EXERCISE DATA →
+ + + + + + +
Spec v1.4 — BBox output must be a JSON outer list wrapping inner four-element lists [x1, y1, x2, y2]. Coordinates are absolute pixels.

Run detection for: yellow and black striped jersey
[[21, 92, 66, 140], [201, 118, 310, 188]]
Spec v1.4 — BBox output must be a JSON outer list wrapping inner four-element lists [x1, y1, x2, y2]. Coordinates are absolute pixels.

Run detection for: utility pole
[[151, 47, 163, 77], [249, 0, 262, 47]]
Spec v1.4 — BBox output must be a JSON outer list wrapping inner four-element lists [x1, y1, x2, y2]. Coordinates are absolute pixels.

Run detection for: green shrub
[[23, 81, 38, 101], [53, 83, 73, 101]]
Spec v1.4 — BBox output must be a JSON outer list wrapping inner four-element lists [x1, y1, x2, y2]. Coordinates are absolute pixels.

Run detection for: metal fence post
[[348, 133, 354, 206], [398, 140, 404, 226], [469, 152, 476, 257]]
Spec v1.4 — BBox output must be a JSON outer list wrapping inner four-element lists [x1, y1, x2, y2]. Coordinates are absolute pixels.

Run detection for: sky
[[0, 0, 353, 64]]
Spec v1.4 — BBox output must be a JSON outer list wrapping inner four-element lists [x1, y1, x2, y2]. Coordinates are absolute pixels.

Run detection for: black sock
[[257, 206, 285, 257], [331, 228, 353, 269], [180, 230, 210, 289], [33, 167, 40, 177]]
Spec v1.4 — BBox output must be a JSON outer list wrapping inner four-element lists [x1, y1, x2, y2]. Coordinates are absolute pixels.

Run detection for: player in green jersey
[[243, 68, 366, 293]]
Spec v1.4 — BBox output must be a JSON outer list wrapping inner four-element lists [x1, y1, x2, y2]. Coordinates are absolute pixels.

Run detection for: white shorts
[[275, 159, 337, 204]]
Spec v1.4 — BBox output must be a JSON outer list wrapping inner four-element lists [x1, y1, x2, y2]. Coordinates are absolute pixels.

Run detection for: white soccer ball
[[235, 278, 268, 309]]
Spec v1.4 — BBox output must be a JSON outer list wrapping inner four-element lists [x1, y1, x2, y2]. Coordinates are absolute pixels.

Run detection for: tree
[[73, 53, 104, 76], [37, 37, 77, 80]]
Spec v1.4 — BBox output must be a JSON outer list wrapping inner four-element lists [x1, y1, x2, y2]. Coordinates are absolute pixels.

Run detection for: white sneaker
+ + + + + + +
WORK TO BE COMPLETED → Return the data exactly. Include every record.

REPLY TO THE TASK →
Spec v1.4 — BBox output must be a JSON outer list wrapping inner four-element lists [x1, y1, x2, y2]. Coordinates are absolute pixels.

Run detection for: yellow and black striped jersey
[[21, 92, 66, 140], [201, 118, 310, 188]]
Spec v1.4 — BBox output must be a JSON outer list wrapping inner four-element lists [x1, y1, x2, y2]. Coordinates are absolute pixels.

Run detection for: utility pole
[[151, 47, 163, 77], [249, 0, 262, 47]]
Spec v1.4 — BBox output must be a JSON outer list wrapping inner four-element lists [x1, y1, x2, y2]. Coordinates are absolute pixels.

Run detection for: green shrub
[[23, 81, 38, 101], [53, 83, 73, 101]]
Spec v1.4 — BBox output must be a JSON outer list wrapping inner four-element lists [x1, y1, x2, y2]. Coordinates are absolute pixels.

Run detection for: metal fence post
[[348, 133, 354, 206], [398, 140, 404, 226], [469, 152, 476, 257]]
Spec v1.4 — BBox output must be a JSON outer list wrapping inner four-element lists [x1, y1, x2, y2]. Coordinates are absolute pixels.

Run detection for: sky
[[0, 0, 353, 64]]
Spec v1.4 — BBox output must be a JSON outer list wrapping inner four-element lists [x1, y1, x2, y2]. Coordinates are absolute pixels.

Run detection for: black sock
[[257, 206, 285, 257], [331, 228, 353, 269], [180, 230, 210, 289], [33, 167, 40, 177]]
Spec v1.4 — BBox output must be a JSON outer list wrapping inner four-element lists [x1, y1, x2, y2]. Coordinates are absolute pixels.

Run detection for: player in green jersey
[[243, 68, 366, 293]]
Spec v1.4 — BBox output must be a JSON outer list wrapping inner four-element lists [x1, y1, x2, y2]. Coordinates are absolute pixels.

Run detection for: white shorts
[[275, 159, 337, 204]]
Spec v1.4 — BBox output must be a JSON outer list wrapping inner four-element lists [x1, y1, x2, y2]. Coordinates are absolute pixels.

Run detection for: white soccer ball
[[235, 278, 268, 309]]
Spec v1.4 — BBox output must be a JSON outer list wrapping inner four-element lists [x1, y1, x2, y2]. Coordinates are absolute pixels.

Run detection for: tree
[[73, 53, 104, 76], [37, 37, 77, 80]]
Spec v1.4 — BBox output must be a JSON outer list wrapping inner four-element lists [x1, y1, x2, y2]. Coordinates are absolute pixels.

Run detection for: white sneaker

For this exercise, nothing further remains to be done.